— start Data supplied —

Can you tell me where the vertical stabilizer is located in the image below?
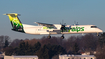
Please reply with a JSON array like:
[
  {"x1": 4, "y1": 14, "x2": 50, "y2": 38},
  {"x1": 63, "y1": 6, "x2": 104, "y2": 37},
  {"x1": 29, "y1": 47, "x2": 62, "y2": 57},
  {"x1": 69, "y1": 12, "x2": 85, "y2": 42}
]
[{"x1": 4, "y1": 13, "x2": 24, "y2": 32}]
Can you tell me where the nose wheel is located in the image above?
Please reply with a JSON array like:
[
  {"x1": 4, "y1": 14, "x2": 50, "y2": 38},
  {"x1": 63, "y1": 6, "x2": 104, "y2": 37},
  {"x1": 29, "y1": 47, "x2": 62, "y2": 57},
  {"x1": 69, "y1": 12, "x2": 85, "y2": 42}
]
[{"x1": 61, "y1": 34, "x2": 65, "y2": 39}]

— end Data supplied —
— start Data supplied —

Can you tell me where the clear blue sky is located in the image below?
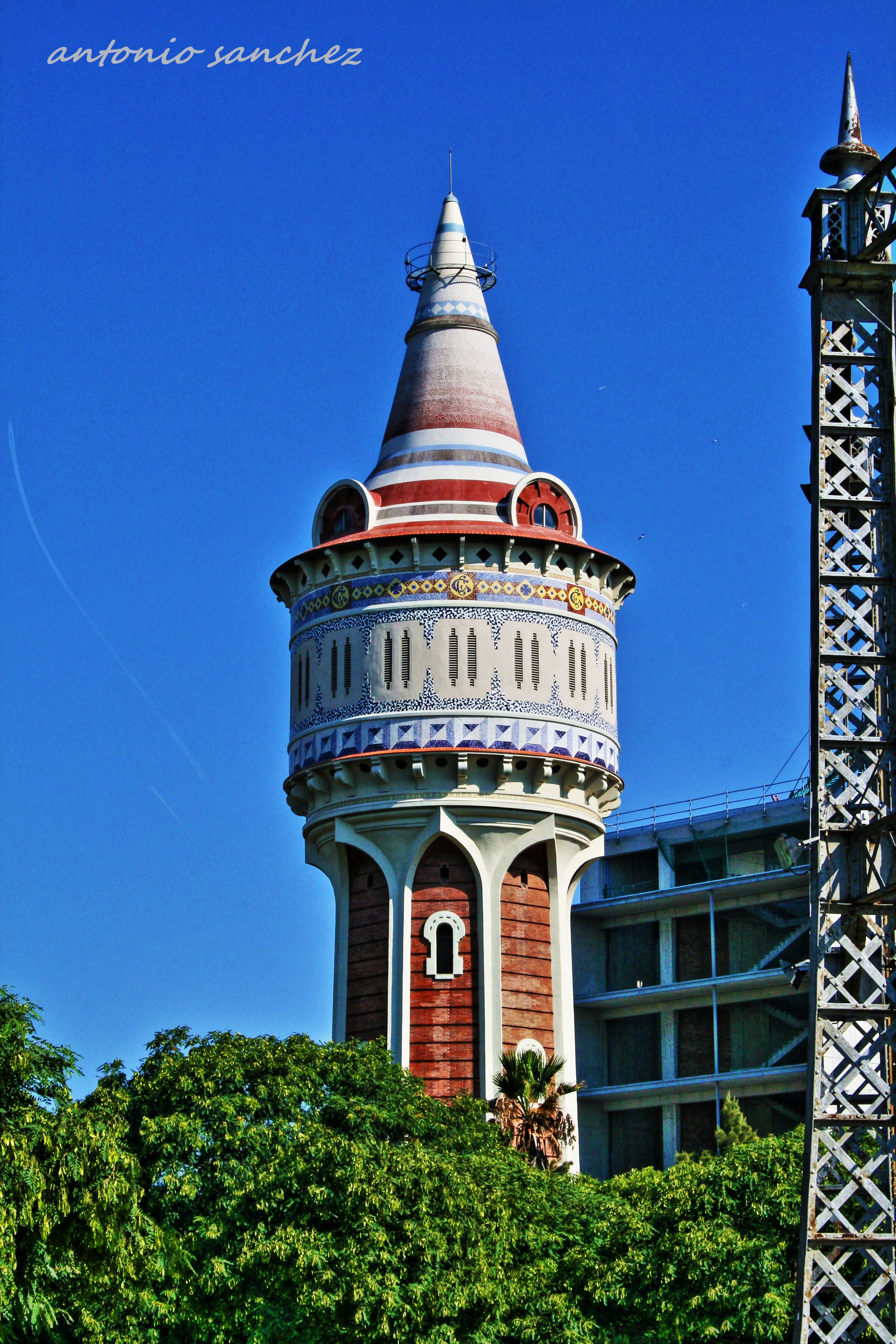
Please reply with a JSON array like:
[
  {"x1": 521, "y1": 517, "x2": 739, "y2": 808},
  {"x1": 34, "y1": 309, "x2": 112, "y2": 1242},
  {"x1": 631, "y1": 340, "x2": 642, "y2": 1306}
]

— end Data supplied —

▶ Exercise directions:
Show every line above that contains the word "located". Case counts.

▶ Full answer:
Can you tell me where the vertical stabilizer is located in the image below?
Can you tell me where the nose wheel is located in the image above?
Can you tell me where the clear blue sky is located in the image below?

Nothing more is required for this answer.